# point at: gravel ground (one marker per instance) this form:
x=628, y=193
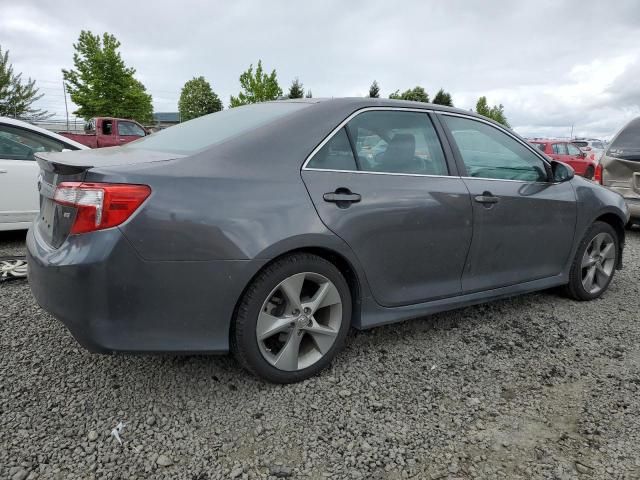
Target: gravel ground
x=532, y=387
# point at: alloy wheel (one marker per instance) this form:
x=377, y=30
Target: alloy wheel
x=299, y=321
x=598, y=263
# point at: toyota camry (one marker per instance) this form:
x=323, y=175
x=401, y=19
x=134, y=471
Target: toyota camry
x=270, y=230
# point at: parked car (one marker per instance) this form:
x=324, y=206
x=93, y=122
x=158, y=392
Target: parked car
x=590, y=146
x=19, y=141
x=108, y=132
x=568, y=153
x=264, y=230
x=620, y=167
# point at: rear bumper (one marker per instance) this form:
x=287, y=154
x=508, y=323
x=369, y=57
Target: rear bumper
x=113, y=301
x=634, y=208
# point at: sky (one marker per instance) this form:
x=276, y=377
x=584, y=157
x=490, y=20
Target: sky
x=556, y=66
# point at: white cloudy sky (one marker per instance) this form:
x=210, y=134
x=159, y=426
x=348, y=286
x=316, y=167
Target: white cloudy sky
x=553, y=64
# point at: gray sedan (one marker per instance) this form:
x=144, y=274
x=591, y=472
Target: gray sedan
x=269, y=230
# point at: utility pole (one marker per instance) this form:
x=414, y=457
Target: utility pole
x=64, y=92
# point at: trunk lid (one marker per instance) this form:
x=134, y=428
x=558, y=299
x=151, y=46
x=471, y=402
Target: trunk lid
x=54, y=221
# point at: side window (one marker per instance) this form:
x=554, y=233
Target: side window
x=560, y=149
x=573, y=150
x=20, y=144
x=490, y=153
x=336, y=154
x=130, y=129
x=540, y=146
x=397, y=142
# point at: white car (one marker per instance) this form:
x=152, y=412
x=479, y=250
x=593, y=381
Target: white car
x=590, y=146
x=19, y=203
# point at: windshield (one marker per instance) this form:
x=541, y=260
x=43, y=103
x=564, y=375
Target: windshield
x=199, y=133
x=626, y=144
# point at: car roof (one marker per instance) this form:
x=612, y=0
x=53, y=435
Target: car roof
x=547, y=140
x=43, y=131
x=365, y=102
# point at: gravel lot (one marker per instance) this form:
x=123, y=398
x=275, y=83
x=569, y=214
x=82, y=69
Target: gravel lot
x=532, y=387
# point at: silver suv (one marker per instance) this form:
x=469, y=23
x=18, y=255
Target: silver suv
x=620, y=167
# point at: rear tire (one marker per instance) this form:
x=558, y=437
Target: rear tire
x=589, y=172
x=595, y=263
x=292, y=320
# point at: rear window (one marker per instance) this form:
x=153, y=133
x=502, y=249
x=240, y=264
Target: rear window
x=200, y=133
x=627, y=143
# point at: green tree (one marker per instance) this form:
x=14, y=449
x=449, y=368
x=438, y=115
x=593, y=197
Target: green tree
x=417, y=94
x=101, y=84
x=257, y=87
x=296, y=89
x=443, y=98
x=496, y=112
x=197, y=99
x=374, y=90
x=16, y=96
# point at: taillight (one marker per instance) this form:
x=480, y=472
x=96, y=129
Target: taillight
x=597, y=176
x=100, y=205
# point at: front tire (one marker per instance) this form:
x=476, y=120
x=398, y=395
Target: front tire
x=594, y=264
x=293, y=319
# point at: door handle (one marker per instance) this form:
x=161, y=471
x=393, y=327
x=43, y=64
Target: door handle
x=486, y=197
x=343, y=197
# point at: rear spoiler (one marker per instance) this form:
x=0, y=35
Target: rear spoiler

**Task requirements**. Pictures are to be left out; please print the rest of the records above word for word.

**Exercise solution**.
# point at: gravel ground (one marker per instance) this form:
x=628, y=193
Target: gravel ground
x=532, y=387
# point at: alloy wheel (one marker per instance) this form:
x=377, y=30
Target: alloy wheel
x=299, y=321
x=598, y=263
# point at: toyota camry (one marker per instance) this form:
x=323, y=175
x=401, y=19
x=134, y=471
Target: toyota camry
x=270, y=230
# point at: parked car (one marker per instance) this form:
x=324, y=206
x=93, y=122
x=158, y=392
Target: parked car
x=590, y=146
x=19, y=141
x=108, y=132
x=568, y=153
x=264, y=230
x=620, y=167
# point at: rear bumper (one marker per instance) this form:
x=287, y=154
x=508, y=323
x=369, y=57
Target: rear bumper
x=113, y=301
x=634, y=208
# point at: sky (one marker per instance) this form:
x=276, y=377
x=584, y=157
x=490, y=20
Target: sky
x=556, y=66
# point at: white cloudy sky (one marker per instance) this form:
x=210, y=134
x=159, y=426
x=348, y=286
x=316, y=167
Target: white cloudy sky
x=553, y=64
# point at: gray sedan (one marker per instance) this form:
x=144, y=274
x=591, y=472
Target: gray sedan
x=269, y=230
# point at: utility pole (one marker per instance) this form:
x=414, y=457
Target: utility pole
x=64, y=92
# point at: trunk lid (one marker per instance) this form:
x=134, y=428
x=558, y=299
x=151, y=46
x=471, y=402
Target: trunk lid
x=54, y=221
# point at: side window (one marker per instance) this form:
x=554, y=233
Target: side window
x=560, y=149
x=573, y=150
x=20, y=144
x=490, y=153
x=336, y=154
x=130, y=129
x=540, y=146
x=397, y=142
# point at: white car (one marker per instance) this form:
x=152, y=412
x=479, y=250
x=593, y=381
Target: white car
x=590, y=146
x=19, y=203
# point at: windshield (one marker per instance) this form:
x=541, y=260
x=43, y=103
x=564, y=375
Target: windshield
x=199, y=133
x=626, y=144
# point at: car roof (one marker per instance) this form:
x=612, y=0
x=53, y=435
Target: car roof
x=547, y=140
x=43, y=131
x=365, y=102
# point at: gravel lot (one marker per instance) this form:
x=123, y=398
x=275, y=83
x=569, y=214
x=82, y=69
Target: gravel lot
x=532, y=387
# point at: silver suv (one marker per instance) this form:
x=469, y=23
x=18, y=255
Target: silver suv
x=620, y=167
# point at: rear tire (one marker per instance) this form:
x=558, y=437
Target: rear tire
x=589, y=172
x=595, y=263
x=292, y=320
# point at: rear window (one marker per instance) this form:
x=153, y=133
x=502, y=249
x=240, y=264
Target: rear window
x=200, y=133
x=627, y=143
# point at: green tree (one marker per instance) this form:
x=14, y=449
x=449, y=368
x=438, y=115
x=593, y=197
Target: green tree
x=417, y=94
x=101, y=84
x=257, y=87
x=296, y=89
x=443, y=98
x=496, y=112
x=197, y=99
x=374, y=90
x=16, y=96
# point at: taillight (one marker per instance) this form:
x=480, y=472
x=96, y=129
Target: taillight
x=597, y=176
x=100, y=205
# point at: front tire (one marker per instance) this form:
x=476, y=120
x=398, y=395
Target: front tire
x=594, y=264
x=293, y=319
# point at: door handle (one marker per instance) this form:
x=161, y=471
x=393, y=327
x=43, y=64
Target: door handle
x=486, y=197
x=343, y=197
# point at: rear spoiler (one marker per instance) this form:
x=0, y=35
Target: rear spoiler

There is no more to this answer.